What to produce >>
Revise the stock-trading text between "Still saving some" and "Until then, farewell.", inclusive, replacing "buying power" with "cash".

Extract >>
────
If the call expires worthless, then I'll reevaluate the situation and either sell the stock or sell another OTM call on it. If confidence in the stock starts to deteriorate, then I might instead sell an ITM call at $40 for December, just above my entry point. It's great to have options... pun intended.

Selling a call usually indicates a bearish or neutral outlook, but with the OTM call, the strike price is higher than my entry price, so I'm really using it as a moderately bullish strategy. One of the benefits of this approach is the premium I make from selling the option offsets some of the downside potential. (This is not a hedge however and should not be confused with one. With a hedge, movement in the opposite direction as expected will eventually become profitable or fix losses at a maximum.)

I decided picking the stand-outs would be a better decision that shorting a tech company and risking a quick turn-around to the corrections or some unanticipated spike. I considered shorting Amazon (AMZN), but I would hate for the markets to turn optimistic after the election results. As a leader, AMZN would likely enjoy some upward moment from any such optimism.

Still saving some buying power to see what happens over the next couple weeks. We're looking for signals for how long this correction will last, and I wouldn't be surprised if they coincided with election week.

Friday, we'll recap the week and look at charts of our present holdings and the indices. Until then, farewell.

Tuesday, October 30, 2012

Hurricane Sandy closes markets

For the first time since the blizzard of 1888, the stock markets will remain closed for two normal business days in row. No subway either. I admit I'm not exactly sure what effect this might have on the rest of the week. Will there be higher volume due to built up demand or will everyone be unsure and sit it out until Monday? They both seem plausible to me. Not to mention the election is right around the corner.

My margin cleared Friday, so I decided to take on two long positions. I purchased 100 shares each of Allot Communications (ALLT) and U.S. Airways (LCC). I chose ALLT due to a 4.7 percent drop Friday, putting it outside it's Bollinger bands. Every time it incurred such a steep drop in the past two months it has either had a big up day the next day, or moderate improvements the next two days. I plan to swing trade any bounce it has and get out before it has a chance to sink lower.

LCC has had a lot of visibility lately with talk of merger and it has been enjoying an underlying uptrend despite the overall market correction. Often, when a stock has upward momentum in spite of a correction, it can break out once that downward market pressure subsides. I see this position doing one of two things. Being closed to make room for more short positions, should next week renew the slide, or sticking around until mid-December.

Overall, I'd say I'm -1 the market right now, though I haven't taken on any short positions to match that outlook. It has been volatile and mixed lately, making it hard for me to decide out long this correction will last. However, if next week there are signs it will continue, look for me short stock, probably in the technology sector.

Later in the week we'll look at some charts and see where things are going.

Thursday, October 25, 2012

Sitting out the rest of the week

I was in the process of moving to a more options-friendly platform than my current brokerage, but was disappointed to find out today that they aren't willing to clear me for spreads. Without that ability the comparative advantage of trading in options is greatly reduced, and it wouldn't be much of an upgrade from my current broker, so I guess I'm stuck for a while.
────
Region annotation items
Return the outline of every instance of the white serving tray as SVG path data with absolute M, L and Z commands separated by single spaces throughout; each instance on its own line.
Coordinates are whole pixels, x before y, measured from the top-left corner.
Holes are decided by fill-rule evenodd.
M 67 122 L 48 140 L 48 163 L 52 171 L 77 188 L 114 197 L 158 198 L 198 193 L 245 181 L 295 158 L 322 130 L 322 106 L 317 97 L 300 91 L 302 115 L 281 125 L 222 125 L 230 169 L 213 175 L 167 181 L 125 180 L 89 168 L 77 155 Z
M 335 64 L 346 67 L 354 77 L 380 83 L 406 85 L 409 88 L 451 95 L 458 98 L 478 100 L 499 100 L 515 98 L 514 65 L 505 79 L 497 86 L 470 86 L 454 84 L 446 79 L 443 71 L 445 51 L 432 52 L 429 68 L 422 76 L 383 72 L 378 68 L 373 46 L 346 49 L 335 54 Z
────
Response to the task >>
Still saving some cash to see what happens over the next couple weeks. We're looking for signals for how long this correction will last, and I wouldn't be surprised if they coincided with election week.

Friday, we'll recap the week and look at charts of our present holdings and the indices. Until then, farewell.